> _Your goal_: Each record is to be printed exactly as given, down to the last mark.

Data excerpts
+===+
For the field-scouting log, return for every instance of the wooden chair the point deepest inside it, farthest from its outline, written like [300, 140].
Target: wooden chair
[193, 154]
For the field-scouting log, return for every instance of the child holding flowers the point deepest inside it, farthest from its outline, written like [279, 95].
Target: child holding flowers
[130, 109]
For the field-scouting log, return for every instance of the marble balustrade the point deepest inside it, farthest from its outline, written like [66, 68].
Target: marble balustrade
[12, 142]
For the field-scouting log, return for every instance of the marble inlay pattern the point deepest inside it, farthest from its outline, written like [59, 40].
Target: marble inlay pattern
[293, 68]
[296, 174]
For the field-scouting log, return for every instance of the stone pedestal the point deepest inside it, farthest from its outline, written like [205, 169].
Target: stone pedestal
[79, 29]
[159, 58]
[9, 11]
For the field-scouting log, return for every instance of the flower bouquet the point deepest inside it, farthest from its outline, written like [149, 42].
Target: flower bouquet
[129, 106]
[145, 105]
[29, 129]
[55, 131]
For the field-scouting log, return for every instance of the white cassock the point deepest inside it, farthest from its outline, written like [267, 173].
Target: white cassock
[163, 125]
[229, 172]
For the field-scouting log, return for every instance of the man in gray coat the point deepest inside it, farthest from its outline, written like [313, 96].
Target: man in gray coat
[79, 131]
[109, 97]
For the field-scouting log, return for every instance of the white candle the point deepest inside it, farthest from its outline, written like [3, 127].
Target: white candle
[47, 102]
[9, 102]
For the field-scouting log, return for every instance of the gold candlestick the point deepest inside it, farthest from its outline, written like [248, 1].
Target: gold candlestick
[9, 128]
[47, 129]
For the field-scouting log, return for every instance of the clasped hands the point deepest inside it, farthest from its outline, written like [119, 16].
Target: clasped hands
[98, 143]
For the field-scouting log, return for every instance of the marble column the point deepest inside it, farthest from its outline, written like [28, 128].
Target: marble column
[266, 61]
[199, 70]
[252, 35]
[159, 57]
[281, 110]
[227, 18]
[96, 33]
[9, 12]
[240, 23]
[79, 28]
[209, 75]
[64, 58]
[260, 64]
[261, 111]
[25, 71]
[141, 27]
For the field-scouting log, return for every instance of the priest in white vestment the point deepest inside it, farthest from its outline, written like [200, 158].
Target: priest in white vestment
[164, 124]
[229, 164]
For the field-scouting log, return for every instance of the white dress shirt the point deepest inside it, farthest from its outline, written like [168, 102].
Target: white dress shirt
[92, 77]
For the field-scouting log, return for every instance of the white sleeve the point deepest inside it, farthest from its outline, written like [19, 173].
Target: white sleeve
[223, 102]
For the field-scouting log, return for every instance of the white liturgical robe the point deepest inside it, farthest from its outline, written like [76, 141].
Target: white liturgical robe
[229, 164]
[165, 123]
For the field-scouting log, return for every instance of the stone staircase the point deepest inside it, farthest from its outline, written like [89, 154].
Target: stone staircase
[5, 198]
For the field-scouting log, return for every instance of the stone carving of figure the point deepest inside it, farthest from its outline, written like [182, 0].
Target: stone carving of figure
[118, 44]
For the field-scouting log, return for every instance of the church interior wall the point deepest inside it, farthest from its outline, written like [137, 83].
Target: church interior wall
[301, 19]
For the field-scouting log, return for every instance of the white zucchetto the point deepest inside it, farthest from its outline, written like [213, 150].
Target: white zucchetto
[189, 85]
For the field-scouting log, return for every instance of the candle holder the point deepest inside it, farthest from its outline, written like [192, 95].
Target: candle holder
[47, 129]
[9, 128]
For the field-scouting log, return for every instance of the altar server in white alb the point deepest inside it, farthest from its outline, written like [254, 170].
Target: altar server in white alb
+===+
> _Expected answer_:
For the field-scouting log, return for every instance of the wooden chair the point deepest inside it, farthest from its outline, written like [300, 140].
Target: wooden chair
[193, 154]
For the field-scouting log, return for every instance of the child holding flowers the point deepest inside it, farthest from its outline, written like [279, 95].
Target: child holding flowers
[130, 109]
For the field-scouting log, return for every instance of the marble balustrade the point deepest inside it, farthest from its outline, written like [66, 68].
Target: marble balustrade
[12, 142]
For the field-scouting log, return for every instance of the marble inlay pattern the point deepest inside it, farthest from its outline, written like [59, 40].
Target: marble inlay pattern
[293, 68]
[296, 174]
For the field-scouting log, return for every instance of the stone pedestal the point deepest inside it, farthest from its outline, written like [205, 169].
Target: stone pedestal
[79, 29]
[159, 58]
[9, 11]
For the field-scouting log, return for every instance of the flower bouquet the point deepest inside it, farthest from its outline, written like [149, 42].
Target: flower bouquet
[129, 106]
[145, 105]
[29, 129]
[55, 131]
For the field-scouting log, return for every instance of the white cassock the point deepest inside it, farthest from its outline, written like [267, 173].
Target: white cassock
[163, 125]
[229, 172]
For the field-scouting log, return for every instance of the man in gray coat the point deepest inside it, farthest from its outline, written like [313, 96].
Target: man in gray coat
[79, 131]
[109, 97]
For the field-scouting log, return for every instance of the white candle the point deepest inside it, farthest from its outline, written like [3, 127].
Target: white candle
[47, 102]
[9, 102]
For the field-scouting log, return for every instance of the gold candlestick the point deepest inside it, farthest from its outline, written like [248, 1].
Target: gold candlestick
[9, 128]
[47, 129]
For the field-scouting log, return for every instance of the clasped hands the point deepest inside it, farthest from its outline, written like [119, 16].
Target: clasped hands
[98, 143]
For the field-scouting log, return for every instance of the marble column the point deepest inside it, farthest from its outline, written like [28, 128].
Target: marble column
[266, 61]
[199, 70]
[252, 35]
[159, 57]
[281, 110]
[227, 18]
[96, 33]
[9, 12]
[240, 23]
[79, 28]
[209, 75]
[64, 58]
[260, 64]
[261, 111]
[25, 71]
[141, 27]
For the field-scouting log, return for every instance of the priest in white vestment the point deepest inside it, farthest from its outline, written like [200, 158].
Target: priest in white vestment
[164, 124]
[229, 164]
For the field-scouting log, return for every instance of the white dress shirt the point deepest inside it, farthest from its outline, written like [168, 102].
Target: white dress shirt
[92, 77]
For the field-scouting log, return for every instance of the white sleeve the point deepest inside it, farthest from its outline, written like [19, 173].
Target: white sleeve
[223, 102]
For the field-scouting log, return for every instance of the white liturgical robe the point deepest inside it, farthest from its outline, written like [76, 141].
Target: white liturgical robe
[229, 164]
[165, 123]
For the field-scouting log, return for every instance of the stone staircase the point deepest inside it, farthest from its outline, written like [89, 154].
Target: stone staircase
[5, 198]
For the field-scouting log, return for every instance of the stone carving of figure the point deepest inside it, farthest from its outline, written like [182, 0].
Target: stone carving of figure
[118, 44]
For the field-scouting log, return for every instance of the church interior wall the point deepest inside it, farthest from its outline, written like [137, 83].
Target: church interior wall
[301, 19]
For the field-scouting log, return for every instance of the white zucchetto the point deepest inside it, farthest from its outline, written like [213, 150].
Target: white zucchetto
[189, 85]
For the field-scouting log, return for every instance of the candle holder the point deepest inside it, farthest from its outline, written like [192, 95].
Target: candle holder
[47, 129]
[9, 128]
For the field-scouting log, return for every instance of the altar server in white alb the point deepest inside it, farthest from its outline, written like [254, 170].
Target: altar server in white alb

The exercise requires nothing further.